TASK SET:
1. Return the part of the agate statistics text from "column.aggregate(StDev())" to "('age', agate.Length(), 'patient_count')", copied word for word.
2. Write the next part of the agate statistics text, picking up after its final sentence.

DOCUMENT EXTRACT:
BEGIN

Statistics

Common descriptive and aggregate statistics are included with the core agate library. For additional statistical methods beyond the scope of agate consider using the agate-stats extension or integrating with scipy.

Descriptive statistics

agate includes a full set of standard descriptive statistics that can be applied to any column containing Number data.

column = table.columns['salary']

column.aggregate(Sum())
column.aggregate(Min())
column.aggregate(Max())
column.aggregate(Mean())
column.aggregate(Median())
column.aggregate(Mode())
column.aggregate(Variance())
column.aggregate(StDev())
column.aggregate(MAD())

Aggregate statistics

You can also generate aggregate statistics for subsets of data (sometimes colloquially referred to as “rolling up”.

doctors = patients.group_by('doctor')
patient_ages = doctors.aggregate([
    ('age', agate.Length(), 'patient_count')
    ('age', agate.Mean(), 'age_mean'),
    ('age', agate.Median(), 'age_median')
])

The resulting table will have four columns: doctor, patient_count, age_mean and age_median.

END

DATA:

BEGIN

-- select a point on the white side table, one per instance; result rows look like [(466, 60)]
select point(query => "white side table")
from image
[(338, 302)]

END

EXPECTED RESPONSES:
1.
column.aggregate(StDev())
column.aggregate(MAD())

Aggregate statistics

You can also generate aggregate statistics for subsets of data (sometimes colloquially referred to as “rolling up”.

doctors = patients.group_by('doctor')
patient_ages = doctors.aggregate([
    ('age', agate.Length(), 'patient_count')

2.
Identify outliers

The agate-stats extension adds methods for finding outliers.

import agatestats

agatestats.patch()

outliers = table.stdev_outliers('salary', deviations=3, reject=False)

By specifying reject=True you can instead return a table including only those values not identified as outliers.

not_outliers = table.stdev_outliers('salary', deviations=3, reject=True)

The second, more robust, method for identifying outliers is by identifying values which are more than some number of “median absolute deviations” from the median (typically 3).

outliers = table.mad_outliers('salary', deviations=3, reject=False)

As with the first example, you can specify reject=True to exclude outliers in the resulting table.